──────── PROVIDED RECORDS

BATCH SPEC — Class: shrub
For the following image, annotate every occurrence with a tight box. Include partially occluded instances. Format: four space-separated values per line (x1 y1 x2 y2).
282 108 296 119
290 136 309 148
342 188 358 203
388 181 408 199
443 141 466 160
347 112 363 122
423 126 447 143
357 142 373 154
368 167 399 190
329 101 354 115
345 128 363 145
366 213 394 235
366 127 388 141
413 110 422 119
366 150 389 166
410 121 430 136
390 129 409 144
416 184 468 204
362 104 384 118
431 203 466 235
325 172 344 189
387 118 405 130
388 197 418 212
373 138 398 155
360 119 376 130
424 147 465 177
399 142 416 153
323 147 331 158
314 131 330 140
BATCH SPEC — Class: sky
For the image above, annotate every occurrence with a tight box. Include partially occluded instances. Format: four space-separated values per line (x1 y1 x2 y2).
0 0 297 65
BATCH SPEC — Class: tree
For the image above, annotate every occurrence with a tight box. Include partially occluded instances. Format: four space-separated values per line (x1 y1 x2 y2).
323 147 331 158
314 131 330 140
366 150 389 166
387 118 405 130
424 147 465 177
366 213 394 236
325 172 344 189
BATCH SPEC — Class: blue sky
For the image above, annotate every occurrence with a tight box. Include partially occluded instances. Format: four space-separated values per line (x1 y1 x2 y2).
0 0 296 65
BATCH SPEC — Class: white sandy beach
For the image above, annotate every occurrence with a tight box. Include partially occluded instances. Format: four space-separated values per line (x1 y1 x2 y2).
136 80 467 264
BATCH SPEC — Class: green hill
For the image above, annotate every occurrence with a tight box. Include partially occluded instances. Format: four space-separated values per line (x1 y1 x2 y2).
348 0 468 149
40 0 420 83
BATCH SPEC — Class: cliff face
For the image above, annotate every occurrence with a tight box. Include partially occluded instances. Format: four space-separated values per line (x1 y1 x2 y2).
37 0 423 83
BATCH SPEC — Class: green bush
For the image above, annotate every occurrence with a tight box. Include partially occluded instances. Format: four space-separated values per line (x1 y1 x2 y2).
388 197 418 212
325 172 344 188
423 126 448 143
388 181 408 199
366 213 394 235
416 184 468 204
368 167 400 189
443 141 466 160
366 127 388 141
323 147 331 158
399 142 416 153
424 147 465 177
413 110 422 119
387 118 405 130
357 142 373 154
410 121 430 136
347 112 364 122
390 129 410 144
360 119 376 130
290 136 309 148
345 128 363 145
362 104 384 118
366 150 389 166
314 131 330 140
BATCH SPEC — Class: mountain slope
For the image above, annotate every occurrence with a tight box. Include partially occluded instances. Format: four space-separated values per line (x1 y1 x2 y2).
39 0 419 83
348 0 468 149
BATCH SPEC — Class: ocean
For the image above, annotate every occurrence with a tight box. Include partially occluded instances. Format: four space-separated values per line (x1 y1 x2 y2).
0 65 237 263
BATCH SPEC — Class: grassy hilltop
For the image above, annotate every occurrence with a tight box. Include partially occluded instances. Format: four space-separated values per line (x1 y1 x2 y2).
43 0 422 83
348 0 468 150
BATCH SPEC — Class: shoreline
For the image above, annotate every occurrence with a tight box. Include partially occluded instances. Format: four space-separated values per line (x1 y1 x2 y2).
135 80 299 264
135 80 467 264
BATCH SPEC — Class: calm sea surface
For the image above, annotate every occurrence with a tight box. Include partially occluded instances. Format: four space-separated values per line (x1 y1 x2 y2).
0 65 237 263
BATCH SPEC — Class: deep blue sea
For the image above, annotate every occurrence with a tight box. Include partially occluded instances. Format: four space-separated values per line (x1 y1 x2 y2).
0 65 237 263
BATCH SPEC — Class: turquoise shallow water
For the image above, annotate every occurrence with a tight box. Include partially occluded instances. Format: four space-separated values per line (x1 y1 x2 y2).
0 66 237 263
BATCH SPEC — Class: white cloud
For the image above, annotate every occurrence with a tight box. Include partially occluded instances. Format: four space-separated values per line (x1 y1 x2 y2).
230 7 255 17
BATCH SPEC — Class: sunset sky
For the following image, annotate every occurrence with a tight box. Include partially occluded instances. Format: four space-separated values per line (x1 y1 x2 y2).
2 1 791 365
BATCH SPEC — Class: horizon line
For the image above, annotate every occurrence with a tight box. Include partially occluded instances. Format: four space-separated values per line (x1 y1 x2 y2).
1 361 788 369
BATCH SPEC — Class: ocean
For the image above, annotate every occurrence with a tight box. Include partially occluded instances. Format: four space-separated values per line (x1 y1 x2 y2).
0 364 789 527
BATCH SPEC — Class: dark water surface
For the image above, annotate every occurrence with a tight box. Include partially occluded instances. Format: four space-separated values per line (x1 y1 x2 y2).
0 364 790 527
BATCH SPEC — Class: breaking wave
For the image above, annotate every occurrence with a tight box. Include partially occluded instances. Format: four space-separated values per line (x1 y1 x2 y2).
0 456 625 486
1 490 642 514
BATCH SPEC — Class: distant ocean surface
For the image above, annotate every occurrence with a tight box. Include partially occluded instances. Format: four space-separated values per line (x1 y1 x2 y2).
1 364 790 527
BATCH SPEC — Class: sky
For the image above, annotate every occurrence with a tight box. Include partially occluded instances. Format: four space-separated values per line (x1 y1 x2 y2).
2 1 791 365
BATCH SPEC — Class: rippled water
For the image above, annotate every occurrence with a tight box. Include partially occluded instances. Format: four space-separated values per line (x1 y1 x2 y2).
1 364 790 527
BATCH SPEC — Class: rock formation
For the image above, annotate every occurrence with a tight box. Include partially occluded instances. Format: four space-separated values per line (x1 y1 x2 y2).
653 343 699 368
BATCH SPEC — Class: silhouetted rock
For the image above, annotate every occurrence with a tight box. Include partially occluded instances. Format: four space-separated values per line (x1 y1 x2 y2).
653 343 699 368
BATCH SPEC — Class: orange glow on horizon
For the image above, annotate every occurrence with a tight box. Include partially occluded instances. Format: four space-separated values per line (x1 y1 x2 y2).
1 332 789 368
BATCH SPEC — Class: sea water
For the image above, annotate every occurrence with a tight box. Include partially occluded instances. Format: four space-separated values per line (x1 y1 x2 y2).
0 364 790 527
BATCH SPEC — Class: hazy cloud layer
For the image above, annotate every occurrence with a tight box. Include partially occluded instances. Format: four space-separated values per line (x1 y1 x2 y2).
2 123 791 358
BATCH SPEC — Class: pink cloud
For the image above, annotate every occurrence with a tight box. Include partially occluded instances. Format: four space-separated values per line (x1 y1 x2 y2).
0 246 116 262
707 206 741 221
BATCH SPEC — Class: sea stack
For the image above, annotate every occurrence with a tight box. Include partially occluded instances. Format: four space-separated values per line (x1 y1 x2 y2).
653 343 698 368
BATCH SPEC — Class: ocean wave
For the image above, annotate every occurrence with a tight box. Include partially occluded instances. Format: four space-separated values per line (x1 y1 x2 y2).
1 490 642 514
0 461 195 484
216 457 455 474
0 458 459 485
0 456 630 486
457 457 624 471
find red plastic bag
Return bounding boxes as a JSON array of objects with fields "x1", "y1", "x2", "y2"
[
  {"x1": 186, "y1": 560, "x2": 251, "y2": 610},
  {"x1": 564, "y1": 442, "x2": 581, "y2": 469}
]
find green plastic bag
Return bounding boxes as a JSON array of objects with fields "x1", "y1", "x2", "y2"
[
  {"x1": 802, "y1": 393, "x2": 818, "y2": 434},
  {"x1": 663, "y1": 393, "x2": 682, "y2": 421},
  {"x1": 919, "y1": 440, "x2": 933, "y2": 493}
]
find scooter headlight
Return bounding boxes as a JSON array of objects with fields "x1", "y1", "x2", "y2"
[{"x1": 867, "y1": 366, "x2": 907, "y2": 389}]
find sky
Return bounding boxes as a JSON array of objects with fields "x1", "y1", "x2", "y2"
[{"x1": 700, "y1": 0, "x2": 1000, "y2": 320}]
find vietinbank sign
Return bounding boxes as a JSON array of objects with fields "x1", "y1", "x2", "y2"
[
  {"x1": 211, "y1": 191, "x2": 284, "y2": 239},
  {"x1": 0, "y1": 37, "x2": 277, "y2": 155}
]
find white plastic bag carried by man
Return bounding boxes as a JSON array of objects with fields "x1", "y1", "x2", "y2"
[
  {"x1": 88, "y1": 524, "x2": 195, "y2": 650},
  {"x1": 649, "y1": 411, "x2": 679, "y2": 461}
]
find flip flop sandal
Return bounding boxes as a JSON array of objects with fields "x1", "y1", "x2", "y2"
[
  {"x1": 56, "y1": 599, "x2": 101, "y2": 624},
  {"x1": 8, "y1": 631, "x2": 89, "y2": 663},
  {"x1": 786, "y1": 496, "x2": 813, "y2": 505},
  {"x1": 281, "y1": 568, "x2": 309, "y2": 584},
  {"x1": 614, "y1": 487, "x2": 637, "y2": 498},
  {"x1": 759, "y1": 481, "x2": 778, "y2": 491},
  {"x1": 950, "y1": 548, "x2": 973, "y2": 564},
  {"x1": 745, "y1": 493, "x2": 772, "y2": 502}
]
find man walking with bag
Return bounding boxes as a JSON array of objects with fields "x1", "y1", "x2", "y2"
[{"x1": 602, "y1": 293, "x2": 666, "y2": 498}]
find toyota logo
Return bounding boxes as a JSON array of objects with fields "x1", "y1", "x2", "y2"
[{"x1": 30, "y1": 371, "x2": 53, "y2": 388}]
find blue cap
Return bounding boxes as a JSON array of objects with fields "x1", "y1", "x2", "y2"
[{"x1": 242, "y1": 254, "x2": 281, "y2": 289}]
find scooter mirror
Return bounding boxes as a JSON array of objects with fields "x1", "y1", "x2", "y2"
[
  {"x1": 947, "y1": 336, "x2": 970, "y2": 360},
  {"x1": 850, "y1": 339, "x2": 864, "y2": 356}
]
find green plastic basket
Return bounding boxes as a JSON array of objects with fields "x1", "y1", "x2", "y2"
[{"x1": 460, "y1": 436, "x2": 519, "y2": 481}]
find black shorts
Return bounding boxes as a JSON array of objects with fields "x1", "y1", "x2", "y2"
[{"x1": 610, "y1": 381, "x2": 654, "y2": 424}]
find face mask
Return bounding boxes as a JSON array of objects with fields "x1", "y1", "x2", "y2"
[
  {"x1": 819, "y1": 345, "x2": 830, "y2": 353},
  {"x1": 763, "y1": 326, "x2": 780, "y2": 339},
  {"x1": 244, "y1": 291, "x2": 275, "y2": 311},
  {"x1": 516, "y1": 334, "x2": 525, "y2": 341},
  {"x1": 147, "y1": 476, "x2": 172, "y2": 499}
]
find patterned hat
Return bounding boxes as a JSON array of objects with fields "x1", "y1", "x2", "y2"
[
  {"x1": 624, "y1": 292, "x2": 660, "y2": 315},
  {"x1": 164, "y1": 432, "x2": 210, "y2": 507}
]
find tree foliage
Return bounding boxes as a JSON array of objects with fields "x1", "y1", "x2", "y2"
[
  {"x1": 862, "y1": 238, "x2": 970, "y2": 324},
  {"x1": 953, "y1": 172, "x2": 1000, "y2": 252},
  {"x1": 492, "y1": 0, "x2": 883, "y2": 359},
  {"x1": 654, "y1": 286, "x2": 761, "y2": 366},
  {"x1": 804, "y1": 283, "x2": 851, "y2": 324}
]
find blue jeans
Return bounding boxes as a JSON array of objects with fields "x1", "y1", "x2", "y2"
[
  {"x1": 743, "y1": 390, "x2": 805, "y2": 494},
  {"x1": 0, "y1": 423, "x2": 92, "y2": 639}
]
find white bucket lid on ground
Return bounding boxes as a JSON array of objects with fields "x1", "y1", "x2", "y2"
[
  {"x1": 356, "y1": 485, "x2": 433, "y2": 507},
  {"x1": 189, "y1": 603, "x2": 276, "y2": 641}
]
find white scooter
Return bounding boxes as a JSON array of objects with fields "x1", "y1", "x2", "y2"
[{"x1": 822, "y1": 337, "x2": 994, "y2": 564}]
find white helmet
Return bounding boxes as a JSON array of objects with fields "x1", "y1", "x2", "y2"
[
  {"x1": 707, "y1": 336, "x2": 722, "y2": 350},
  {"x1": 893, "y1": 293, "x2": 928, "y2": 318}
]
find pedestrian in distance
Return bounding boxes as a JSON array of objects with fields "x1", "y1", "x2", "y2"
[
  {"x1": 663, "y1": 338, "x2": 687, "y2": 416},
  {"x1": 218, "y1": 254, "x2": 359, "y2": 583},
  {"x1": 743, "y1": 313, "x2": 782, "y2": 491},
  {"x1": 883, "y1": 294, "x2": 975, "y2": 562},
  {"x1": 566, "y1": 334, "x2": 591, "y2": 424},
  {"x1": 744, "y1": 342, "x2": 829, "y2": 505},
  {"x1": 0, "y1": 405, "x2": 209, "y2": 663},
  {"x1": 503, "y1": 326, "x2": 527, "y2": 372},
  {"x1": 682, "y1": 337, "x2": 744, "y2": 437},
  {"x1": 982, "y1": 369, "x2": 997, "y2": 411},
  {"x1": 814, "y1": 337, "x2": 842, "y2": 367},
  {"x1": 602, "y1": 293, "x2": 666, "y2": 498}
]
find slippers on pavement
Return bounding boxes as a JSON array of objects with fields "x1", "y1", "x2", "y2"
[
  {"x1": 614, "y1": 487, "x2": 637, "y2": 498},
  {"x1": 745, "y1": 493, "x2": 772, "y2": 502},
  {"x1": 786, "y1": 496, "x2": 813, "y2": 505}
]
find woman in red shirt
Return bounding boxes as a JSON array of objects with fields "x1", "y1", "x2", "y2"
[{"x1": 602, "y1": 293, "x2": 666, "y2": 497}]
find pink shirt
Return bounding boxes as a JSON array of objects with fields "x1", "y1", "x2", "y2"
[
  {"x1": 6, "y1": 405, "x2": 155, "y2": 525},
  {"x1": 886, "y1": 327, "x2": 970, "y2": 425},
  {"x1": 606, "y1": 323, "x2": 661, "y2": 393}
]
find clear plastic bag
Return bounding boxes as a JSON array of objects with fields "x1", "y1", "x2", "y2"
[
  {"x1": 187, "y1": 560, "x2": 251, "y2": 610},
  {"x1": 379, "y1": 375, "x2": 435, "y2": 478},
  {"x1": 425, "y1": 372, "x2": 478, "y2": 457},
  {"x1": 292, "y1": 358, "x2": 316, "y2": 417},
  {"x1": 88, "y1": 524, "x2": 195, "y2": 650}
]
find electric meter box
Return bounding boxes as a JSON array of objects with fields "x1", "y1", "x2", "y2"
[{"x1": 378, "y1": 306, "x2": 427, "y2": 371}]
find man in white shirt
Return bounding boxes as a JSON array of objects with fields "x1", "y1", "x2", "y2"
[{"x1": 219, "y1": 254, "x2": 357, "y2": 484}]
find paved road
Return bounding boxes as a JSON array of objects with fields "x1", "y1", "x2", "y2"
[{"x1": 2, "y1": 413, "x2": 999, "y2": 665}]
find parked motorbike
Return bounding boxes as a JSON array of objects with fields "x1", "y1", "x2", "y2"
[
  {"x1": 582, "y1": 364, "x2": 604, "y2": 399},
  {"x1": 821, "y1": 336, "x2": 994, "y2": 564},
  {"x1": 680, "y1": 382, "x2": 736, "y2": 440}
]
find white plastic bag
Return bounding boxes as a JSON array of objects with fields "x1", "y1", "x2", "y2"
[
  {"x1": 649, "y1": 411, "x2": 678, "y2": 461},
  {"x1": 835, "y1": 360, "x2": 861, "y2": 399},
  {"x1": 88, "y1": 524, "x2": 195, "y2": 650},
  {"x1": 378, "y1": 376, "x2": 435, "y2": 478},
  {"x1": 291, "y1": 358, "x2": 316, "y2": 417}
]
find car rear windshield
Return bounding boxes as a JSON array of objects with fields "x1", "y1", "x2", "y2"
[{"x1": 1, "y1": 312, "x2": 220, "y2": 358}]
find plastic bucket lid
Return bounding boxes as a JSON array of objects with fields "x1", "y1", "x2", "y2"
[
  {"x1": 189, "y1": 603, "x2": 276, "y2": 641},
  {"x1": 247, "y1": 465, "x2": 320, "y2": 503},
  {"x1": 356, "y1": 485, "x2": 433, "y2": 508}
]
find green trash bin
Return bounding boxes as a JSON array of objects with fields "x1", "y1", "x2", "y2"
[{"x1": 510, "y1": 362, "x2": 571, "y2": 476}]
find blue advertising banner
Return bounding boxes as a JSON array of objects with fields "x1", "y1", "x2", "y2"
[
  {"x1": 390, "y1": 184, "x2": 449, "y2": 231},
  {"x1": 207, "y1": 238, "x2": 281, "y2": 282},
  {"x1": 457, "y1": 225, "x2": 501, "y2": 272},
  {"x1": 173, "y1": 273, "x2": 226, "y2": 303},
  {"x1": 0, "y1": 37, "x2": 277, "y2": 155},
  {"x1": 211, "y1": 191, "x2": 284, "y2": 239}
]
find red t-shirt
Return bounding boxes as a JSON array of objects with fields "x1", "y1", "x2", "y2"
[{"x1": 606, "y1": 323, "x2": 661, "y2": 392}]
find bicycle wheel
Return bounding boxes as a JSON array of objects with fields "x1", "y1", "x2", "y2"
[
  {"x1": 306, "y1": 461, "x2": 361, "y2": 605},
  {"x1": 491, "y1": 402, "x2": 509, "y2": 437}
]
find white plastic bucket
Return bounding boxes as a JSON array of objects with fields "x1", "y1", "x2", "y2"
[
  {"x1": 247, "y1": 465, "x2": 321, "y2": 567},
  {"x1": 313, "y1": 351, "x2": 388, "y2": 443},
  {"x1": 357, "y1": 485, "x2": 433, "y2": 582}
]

────────────────

EXERCISE GOAL |
Using only the entries above, output the line with "BATCH SPEC — Class: rock formation", the line with "find green plastic bag", and all lines between them, exactly as they stand.

EXERCISE SOLUTION |
BATCH SPEC — Class: rock formation
For the image above, annotate every occurrence with a tight box. Include partially occluded instances. Format: four space-separated values per line (x1 y1 x2 y2).
653 343 699 368
BATCH SPEC — Class: silhouetted rock
For the image above, annotate every occurrence with a tight box. Include partially occluded instances. Format: four space-separated values per line (x1 y1 x2 y2).
653 343 699 368
BATCH SPEC — Class: orange glow on horizon
For the image above, annotate every occurrence with a tight box. Include partially occluded instances. Format: four space-separated values per line (x1 y1 x2 y2).
1 332 789 368
BATCH SPEC — Class: sea water
For the image above, annotate every occurrence with a tight box. Include partially occluded instances. Format: four space-separated values per line (x1 y1 x2 y2).
0 364 790 527
BATCH SPEC — Class: hazy cloud layer
For the image above, annotate every occurrence with a tight box. Include partially occluded instances. Format: four space-separated values per line (x1 y1 x2 y2).
2 123 791 358
BATCH SPEC — Class: pink cloud
For the image above, annotate every occurrence with a tight box. Include partially occluded instances. Format: four space-separated values per line (x1 y1 x2 y2).
0 246 116 262
707 206 741 221
BATCH SPEC — Class: sea stack
For the image above, annotate every occurrence with a tight box. Include partially occluded instances. Format: four space-separated values per line (x1 y1 x2 y2).
653 343 698 368
BATCH SPEC — Class: ocean wave
For the image above, annotate every occurrence with a tight box. Include partially occluded instances. Format: four space-separated values per line (x1 y1 x2 y2).
1 490 642 514
0 461 195 484
216 457 455 474
0 458 459 485
0 456 630 486
457 457 624 471
find red plastic bag
Return bounding boxes as a JSON array of objects with fields "x1", "y1", "x2", "y2"
[
  {"x1": 186, "y1": 560, "x2": 251, "y2": 610},
  {"x1": 564, "y1": 442, "x2": 581, "y2": 469}
]
find green plastic bag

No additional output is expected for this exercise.